WORK INSTRUCTION:
Begin at the top of the following data. Copy each line exactly until you have copied the line containing "Target: pond water".

DATA FOR PROCESSING:
==========

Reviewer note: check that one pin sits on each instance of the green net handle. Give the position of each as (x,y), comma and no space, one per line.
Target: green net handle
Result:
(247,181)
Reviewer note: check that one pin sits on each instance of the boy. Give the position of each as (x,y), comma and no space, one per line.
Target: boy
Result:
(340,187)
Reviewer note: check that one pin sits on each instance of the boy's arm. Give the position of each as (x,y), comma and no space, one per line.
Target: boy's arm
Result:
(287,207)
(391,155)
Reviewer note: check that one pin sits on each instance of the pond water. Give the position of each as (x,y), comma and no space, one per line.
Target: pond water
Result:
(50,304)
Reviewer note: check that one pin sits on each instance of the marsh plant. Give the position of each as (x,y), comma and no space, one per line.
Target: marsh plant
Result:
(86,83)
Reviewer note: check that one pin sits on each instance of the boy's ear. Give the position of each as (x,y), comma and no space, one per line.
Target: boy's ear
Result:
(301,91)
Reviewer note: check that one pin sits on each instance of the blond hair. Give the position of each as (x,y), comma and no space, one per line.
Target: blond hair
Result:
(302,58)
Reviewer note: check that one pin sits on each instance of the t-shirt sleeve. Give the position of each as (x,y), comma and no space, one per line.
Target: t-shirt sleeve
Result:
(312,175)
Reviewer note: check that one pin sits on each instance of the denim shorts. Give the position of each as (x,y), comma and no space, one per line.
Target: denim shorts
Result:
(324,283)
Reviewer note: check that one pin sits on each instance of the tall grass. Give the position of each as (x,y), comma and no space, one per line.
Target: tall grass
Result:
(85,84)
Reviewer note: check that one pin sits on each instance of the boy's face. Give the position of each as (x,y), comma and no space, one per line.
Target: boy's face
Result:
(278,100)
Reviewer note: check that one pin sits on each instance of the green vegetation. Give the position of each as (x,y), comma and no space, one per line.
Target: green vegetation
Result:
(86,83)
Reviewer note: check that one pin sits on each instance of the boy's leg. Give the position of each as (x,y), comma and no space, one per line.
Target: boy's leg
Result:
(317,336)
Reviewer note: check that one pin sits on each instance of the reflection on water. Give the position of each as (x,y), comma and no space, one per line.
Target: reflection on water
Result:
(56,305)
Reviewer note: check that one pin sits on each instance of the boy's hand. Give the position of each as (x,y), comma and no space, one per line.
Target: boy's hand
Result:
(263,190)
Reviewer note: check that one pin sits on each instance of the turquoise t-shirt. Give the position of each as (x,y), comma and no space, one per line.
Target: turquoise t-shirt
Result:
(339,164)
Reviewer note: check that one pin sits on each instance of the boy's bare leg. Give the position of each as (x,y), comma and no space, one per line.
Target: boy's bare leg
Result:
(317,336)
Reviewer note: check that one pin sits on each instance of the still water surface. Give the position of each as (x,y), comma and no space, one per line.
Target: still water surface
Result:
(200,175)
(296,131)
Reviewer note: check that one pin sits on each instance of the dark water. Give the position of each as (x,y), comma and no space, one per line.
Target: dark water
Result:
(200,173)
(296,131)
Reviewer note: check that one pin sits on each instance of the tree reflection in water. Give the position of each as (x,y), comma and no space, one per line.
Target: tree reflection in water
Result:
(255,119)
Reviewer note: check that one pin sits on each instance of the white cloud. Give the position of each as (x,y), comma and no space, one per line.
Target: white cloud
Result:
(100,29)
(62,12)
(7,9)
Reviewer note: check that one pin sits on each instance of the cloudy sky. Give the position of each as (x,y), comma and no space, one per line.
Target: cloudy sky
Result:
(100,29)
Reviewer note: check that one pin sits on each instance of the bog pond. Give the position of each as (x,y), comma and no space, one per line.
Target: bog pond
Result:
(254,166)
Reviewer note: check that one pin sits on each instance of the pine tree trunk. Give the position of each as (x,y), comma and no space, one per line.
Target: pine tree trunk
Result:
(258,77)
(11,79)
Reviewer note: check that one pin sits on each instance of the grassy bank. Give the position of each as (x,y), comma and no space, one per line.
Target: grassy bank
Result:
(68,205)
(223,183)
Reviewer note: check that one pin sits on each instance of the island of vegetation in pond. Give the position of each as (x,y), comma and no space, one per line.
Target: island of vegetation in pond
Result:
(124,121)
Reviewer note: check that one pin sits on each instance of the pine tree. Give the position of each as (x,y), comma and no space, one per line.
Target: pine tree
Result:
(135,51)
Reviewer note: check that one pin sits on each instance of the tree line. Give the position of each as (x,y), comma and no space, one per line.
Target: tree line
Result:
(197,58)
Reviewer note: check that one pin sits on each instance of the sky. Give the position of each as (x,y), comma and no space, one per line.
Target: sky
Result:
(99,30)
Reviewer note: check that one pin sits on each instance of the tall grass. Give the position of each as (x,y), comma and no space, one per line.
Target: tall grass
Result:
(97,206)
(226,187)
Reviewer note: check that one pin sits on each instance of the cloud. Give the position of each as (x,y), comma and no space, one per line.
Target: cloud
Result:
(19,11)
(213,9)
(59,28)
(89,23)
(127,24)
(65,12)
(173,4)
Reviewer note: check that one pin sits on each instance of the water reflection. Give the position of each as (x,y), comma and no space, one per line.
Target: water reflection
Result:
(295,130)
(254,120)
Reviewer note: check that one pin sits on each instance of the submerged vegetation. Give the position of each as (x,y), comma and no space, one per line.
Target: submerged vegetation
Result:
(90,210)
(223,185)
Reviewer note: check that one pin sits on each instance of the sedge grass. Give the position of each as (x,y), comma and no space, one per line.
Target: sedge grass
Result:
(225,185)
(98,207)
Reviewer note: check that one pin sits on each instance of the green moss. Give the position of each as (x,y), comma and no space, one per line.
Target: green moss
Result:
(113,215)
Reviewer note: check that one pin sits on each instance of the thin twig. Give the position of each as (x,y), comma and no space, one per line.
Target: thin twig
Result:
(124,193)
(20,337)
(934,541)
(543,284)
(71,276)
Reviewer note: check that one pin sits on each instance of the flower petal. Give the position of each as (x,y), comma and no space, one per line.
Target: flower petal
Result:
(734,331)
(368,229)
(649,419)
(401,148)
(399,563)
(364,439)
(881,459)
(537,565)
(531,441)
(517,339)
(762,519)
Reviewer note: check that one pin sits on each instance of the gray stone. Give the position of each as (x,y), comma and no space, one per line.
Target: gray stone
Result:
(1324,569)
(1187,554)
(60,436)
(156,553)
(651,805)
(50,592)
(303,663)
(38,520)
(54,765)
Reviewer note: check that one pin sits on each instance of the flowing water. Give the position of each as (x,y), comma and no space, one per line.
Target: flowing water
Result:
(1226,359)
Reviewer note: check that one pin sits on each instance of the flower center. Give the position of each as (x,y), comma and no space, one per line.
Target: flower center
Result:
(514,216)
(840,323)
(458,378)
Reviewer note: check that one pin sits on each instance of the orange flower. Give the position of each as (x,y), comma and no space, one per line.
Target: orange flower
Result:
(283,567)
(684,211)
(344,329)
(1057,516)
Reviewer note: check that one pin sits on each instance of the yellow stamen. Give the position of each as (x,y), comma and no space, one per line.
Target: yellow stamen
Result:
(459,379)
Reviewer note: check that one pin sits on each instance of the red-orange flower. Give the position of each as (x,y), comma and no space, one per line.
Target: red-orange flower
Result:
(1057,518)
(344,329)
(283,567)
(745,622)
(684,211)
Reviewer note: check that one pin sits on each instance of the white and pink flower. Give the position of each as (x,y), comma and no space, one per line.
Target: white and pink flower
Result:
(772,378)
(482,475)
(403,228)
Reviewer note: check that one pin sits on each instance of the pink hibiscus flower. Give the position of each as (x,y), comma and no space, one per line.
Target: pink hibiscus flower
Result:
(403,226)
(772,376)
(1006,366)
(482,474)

==========

TASK RESPONSE:
Reviewer note: check that one pin sits on each instance of the green net handle. Give the position of each as (x,y), comma and no space, one per line.
Target: green net handle
Result:
(247,181)
Reviewer note: check that one pin sits on each instance of the boy. Give the position of each as (x,y), comma and no space, one per line.
Target: boy
Result:
(340,187)
Reviewer note: check that one pin sits on each instance of the boy's arm. Give the position of each as (x,y), comma and no space, one per line.
Target: boy's arm
Result:
(287,207)
(391,155)
Reviewer note: check that one pin sits on each instance of the pond water. Give the position of each as (x,y), comma and no space, one per line.
Target: pond water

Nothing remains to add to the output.